(Dataset entries)
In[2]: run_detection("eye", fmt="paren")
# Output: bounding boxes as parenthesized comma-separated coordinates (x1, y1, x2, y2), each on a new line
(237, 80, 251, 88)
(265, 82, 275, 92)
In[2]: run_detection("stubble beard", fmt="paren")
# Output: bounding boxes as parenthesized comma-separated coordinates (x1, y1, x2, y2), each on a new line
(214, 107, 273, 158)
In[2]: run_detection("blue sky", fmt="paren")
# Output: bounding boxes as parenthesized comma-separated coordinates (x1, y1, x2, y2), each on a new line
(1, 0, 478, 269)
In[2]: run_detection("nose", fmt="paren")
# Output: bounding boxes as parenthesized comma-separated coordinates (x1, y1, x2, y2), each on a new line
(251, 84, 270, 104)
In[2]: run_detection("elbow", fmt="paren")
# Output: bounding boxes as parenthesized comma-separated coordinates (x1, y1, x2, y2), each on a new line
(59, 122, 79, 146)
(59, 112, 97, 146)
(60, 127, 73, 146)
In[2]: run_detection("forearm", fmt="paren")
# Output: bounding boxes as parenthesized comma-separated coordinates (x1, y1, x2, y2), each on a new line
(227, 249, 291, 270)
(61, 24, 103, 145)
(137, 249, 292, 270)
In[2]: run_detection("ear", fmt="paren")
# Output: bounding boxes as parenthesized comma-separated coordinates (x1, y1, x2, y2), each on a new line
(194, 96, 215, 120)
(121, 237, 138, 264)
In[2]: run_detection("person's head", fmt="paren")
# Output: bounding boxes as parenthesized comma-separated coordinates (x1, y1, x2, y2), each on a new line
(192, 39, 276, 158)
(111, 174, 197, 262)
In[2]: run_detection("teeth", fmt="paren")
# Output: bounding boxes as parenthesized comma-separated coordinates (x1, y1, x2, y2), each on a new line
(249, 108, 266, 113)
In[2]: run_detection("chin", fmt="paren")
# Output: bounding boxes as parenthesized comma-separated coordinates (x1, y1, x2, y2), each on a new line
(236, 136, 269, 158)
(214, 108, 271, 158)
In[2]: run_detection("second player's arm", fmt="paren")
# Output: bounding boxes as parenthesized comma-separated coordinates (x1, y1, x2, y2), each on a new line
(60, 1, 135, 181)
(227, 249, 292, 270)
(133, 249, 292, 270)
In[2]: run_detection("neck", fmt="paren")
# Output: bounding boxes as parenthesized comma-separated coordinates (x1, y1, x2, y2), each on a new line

**What to do:**
Would you copy each line of the data exactly as it appears above?

**Answer to the problem:**
In[2]: run_detection("eye", fmt="paren")
# Output: bounding boxes as parenthesized comma-separated coordinates (x1, y1, x2, y2), each on a new line
(237, 80, 251, 88)
(265, 82, 275, 92)
In[2]: run_detection("stubble beard", fmt="paren")
# Output: bounding boxes as parenthesized comma-separated coordinates (x1, y1, x2, y2), each on a new line
(214, 107, 273, 158)
In[2]: run_detection("blue sky", fmt="paren")
# Output: bounding boxes as parenthesized comma-separated coordinates (x1, y1, x2, y2), each on a new line
(1, 0, 478, 269)
In[2]: run_detection("nose", fmt="paren")
# Output: bounding boxes as parenthesized comma-separated coordinates (x1, y1, x2, y2), each on a new line
(251, 84, 270, 104)
In[2]: run_detection("elbow", fmt="paren")
# Output: bounding boxes as parenthesized comma-separated coordinates (x1, y1, x2, y2), each on a new line
(59, 122, 79, 146)
(59, 112, 97, 146)
(60, 127, 73, 146)
In[2]: run_detection("forearm", fmt="paren")
# Output: bounding boxes as parenthesized comma-separated coordinates (x1, y1, x2, y2), each on a new line
(227, 249, 291, 270)
(61, 24, 103, 145)
(137, 249, 292, 270)
In[2]: run_detection("ear", fmt="paren")
# Output: bounding boxes as parenthesized comma-separated coordinates (x1, y1, x2, y2), each on a new line
(194, 96, 215, 120)
(121, 237, 138, 264)
In[2]: run_detection("person's head", fmt="paren")
# Output: bounding boxes as parenthesized comma-separated coordinates (x1, y1, x2, y2), each on a new line
(192, 39, 276, 158)
(111, 174, 197, 262)
In[2]: run_detection("teeth", fmt="paren")
# Output: bounding boxes as parenthesized comma-separated coordinates (x1, y1, x2, y2), each on a new line
(249, 108, 266, 113)
In[2]: run_detection("chin", fmt="paren")
# Output: bounding boxes as parenthesized comma-separated coordinates (x1, y1, x2, y2), each on a new line
(236, 136, 269, 158)
(214, 108, 271, 158)
In[2]: run_detection("second player's arm", fmt="paren")
# Output: bounding boxes as parenthesized comma-separated coordinates (x1, y1, x2, y2), each on a new line
(60, 1, 135, 181)
(227, 249, 292, 270)
(133, 249, 292, 270)
In[2]: run_detection("neck", fmt="paren")
# Output: bounding boxes as parenthesized comma-separated coordinates (x1, y1, x2, y2), each on a new line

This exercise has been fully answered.